[PROBLEM REQUIREMENTS]
Copy the items below word for word, leaving every line exactly as it is.

=== ENTRIES PROVIDED ===

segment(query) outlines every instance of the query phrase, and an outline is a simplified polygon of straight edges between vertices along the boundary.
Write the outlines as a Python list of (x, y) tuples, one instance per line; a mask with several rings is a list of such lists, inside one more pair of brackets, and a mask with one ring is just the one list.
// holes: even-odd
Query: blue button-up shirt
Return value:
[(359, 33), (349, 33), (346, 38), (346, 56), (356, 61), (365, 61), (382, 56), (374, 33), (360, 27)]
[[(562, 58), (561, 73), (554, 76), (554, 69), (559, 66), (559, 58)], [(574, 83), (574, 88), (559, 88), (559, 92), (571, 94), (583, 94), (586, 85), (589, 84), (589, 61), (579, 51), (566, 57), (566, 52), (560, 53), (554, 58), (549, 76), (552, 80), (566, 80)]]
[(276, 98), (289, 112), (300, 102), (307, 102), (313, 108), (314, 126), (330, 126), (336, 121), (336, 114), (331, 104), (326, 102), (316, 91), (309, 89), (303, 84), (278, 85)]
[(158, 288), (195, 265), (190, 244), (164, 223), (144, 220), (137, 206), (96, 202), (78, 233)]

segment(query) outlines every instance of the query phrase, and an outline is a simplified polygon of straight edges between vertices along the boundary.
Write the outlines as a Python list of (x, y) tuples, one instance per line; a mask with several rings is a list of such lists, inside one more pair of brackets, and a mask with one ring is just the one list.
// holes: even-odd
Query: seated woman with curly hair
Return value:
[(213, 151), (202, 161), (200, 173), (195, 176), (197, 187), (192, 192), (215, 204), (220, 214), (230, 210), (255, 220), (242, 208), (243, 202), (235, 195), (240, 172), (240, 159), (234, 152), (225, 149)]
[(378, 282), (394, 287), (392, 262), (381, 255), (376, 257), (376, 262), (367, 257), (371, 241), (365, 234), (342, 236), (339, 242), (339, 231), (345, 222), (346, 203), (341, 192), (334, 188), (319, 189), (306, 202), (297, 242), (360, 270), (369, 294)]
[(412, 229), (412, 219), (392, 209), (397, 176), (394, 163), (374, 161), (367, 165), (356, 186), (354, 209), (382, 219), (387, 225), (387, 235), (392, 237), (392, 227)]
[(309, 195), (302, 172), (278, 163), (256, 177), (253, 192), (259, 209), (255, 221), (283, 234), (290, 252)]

===

[TASK SOLUTION]
segment(query) outlines every instance of the query phrase, and an outline is a simplified polygon of straight edges between vertices along the boundary.
Write the outlines as a Python list of (x, y) tuples, one instance per line; a mask with several rings is a list of such lists, inside one more pair of brackets, and a mask with one ring is just the one list.
// holes: even-odd
Query: blue button-up shirt
Return value:
[(359, 33), (349, 33), (346, 38), (346, 56), (356, 61), (365, 61), (382, 56), (374, 33), (360, 27)]
[[(562, 58), (561, 73), (554, 76), (554, 69), (559, 66), (559, 58)], [(574, 83), (574, 88), (559, 88), (559, 92), (571, 94), (583, 94), (586, 85), (589, 84), (589, 61), (579, 51), (566, 57), (566, 52), (560, 53), (554, 58), (549, 76), (552, 80), (566, 80)]]
[(276, 98), (289, 112), (300, 102), (307, 102), (313, 108), (314, 126), (330, 126), (336, 121), (336, 114), (331, 104), (326, 102), (316, 91), (309, 89), (303, 84), (278, 85)]
[(158, 288), (195, 265), (190, 244), (164, 223), (144, 220), (137, 206), (96, 202), (78, 233)]

segment(query) outlines every instance of the query phrase, and an outline is a simplified polygon of straight edges between vertices along the boundary.
Write the outlines as a Python list of (x, y) tuples, one instance per line; a mask with several rings is a list of such lists, inside one more pair of brackets, and a mask with one ring is just the one list.
// holes: even-odd
Query: seated woman with curly hair
Return value:
[(213, 151), (202, 161), (200, 173), (195, 176), (197, 187), (192, 192), (215, 204), (220, 214), (230, 210), (255, 220), (242, 208), (243, 202), (235, 195), (240, 172), (240, 159), (234, 152), (225, 149)]
[(378, 282), (394, 287), (392, 262), (381, 255), (376, 257), (376, 262), (367, 257), (371, 241), (365, 234), (342, 236), (339, 242), (339, 231), (345, 222), (346, 203), (341, 192), (334, 188), (319, 189), (306, 202), (297, 242), (360, 270), (369, 294)]
[(412, 229), (412, 219), (392, 209), (397, 176), (394, 163), (374, 161), (367, 165), (356, 186), (354, 209), (382, 219), (387, 225), (387, 235), (392, 237), (392, 227)]
[(309, 195), (302, 172), (278, 163), (256, 177), (253, 192), (259, 209), (255, 221), (283, 234), (290, 252)]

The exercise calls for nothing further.